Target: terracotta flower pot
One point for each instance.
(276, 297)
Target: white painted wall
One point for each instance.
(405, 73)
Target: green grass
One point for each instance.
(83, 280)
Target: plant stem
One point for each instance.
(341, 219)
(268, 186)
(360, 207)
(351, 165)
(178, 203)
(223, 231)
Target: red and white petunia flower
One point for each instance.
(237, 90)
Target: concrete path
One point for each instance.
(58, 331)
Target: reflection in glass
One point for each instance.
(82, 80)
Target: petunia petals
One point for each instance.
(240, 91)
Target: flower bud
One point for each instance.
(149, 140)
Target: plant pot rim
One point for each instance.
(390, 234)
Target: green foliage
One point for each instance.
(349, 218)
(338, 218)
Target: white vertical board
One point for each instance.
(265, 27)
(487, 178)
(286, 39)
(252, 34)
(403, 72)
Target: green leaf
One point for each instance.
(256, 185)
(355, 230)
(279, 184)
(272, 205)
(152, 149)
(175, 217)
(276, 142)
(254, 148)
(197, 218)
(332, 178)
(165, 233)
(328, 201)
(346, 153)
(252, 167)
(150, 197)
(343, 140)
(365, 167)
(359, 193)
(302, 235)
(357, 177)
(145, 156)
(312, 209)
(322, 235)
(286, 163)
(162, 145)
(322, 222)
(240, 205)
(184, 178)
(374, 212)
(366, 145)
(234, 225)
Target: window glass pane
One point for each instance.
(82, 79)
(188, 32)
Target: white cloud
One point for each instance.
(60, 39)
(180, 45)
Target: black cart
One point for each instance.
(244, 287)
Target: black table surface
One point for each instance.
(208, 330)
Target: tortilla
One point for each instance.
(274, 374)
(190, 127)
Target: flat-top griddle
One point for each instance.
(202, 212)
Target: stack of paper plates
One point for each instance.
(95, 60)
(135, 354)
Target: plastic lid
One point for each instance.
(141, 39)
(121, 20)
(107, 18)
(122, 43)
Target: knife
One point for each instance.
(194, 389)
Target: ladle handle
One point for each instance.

=-=-=-=-=

→ What is required
Once the listing above has been read, restate it exactly.

→ Response area
Target: terracotta flower pot
One point for each instance.
(276, 297)
Target: white painted wall
One point for each instance.
(405, 73)
Target: green grass
One point for each instance.
(83, 280)
Target: plant stem
One point for each instance.
(341, 219)
(268, 186)
(360, 207)
(351, 165)
(178, 203)
(223, 231)
Target: red and white petunia flower
One point for each instance.
(237, 90)
Target: concrete path
One point for each instance.
(58, 331)
Target: reflection in glass
One point for each instance.
(82, 80)
Target: petunia petals
One point for each instance.
(240, 91)
Target: flower bud
One point for each instance.
(149, 140)
Target: plant pot rim
One point for each instance.
(390, 234)
Target: green foliage
One point for each instance.
(349, 218)
(338, 218)
Target: white vertical board
One point for each instance.
(265, 27)
(487, 178)
(286, 39)
(252, 34)
(403, 72)
Target: green leaf
One point for each instance.
(256, 185)
(355, 230)
(279, 184)
(272, 205)
(152, 149)
(175, 217)
(276, 142)
(254, 148)
(197, 218)
(332, 178)
(165, 233)
(328, 201)
(346, 153)
(252, 167)
(150, 197)
(343, 140)
(365, 167)
(359, 193)
(302, 235)
(357, 177)
(145, 156)
(312, 209)
(322, 235)
(286, 163)
(162, 145)
(322, 222)
(240, 205)
(184, 178)
(374, 212)
(366, 145)
(234, 225)
Target: window glass pane
One point for each instance.
(82, 79)
(188, 32)
Target: white cloud
One point for each instance.
(60, 39)
(180, 45)
Target: black cart
One point for each instance.
(244, 287)
Target: black table surface
One point for each instance.
(208, 330)
Target: tortilla
One point for each instance.
(274, 374)
(190, 127)
Target: flat-top griddle
One point for each instance.
(202, 212)
Target: stack of paper plates
One point for each instance.
(95, 60)
(135, 354)
Target: plastic lid
One point for each instance.
(141, 39)
(121, 20)
(107, 18)
(122, 43)
Target: knife
One point for each instance.
(194, 389)
Target: ladle handle
One point for each instance.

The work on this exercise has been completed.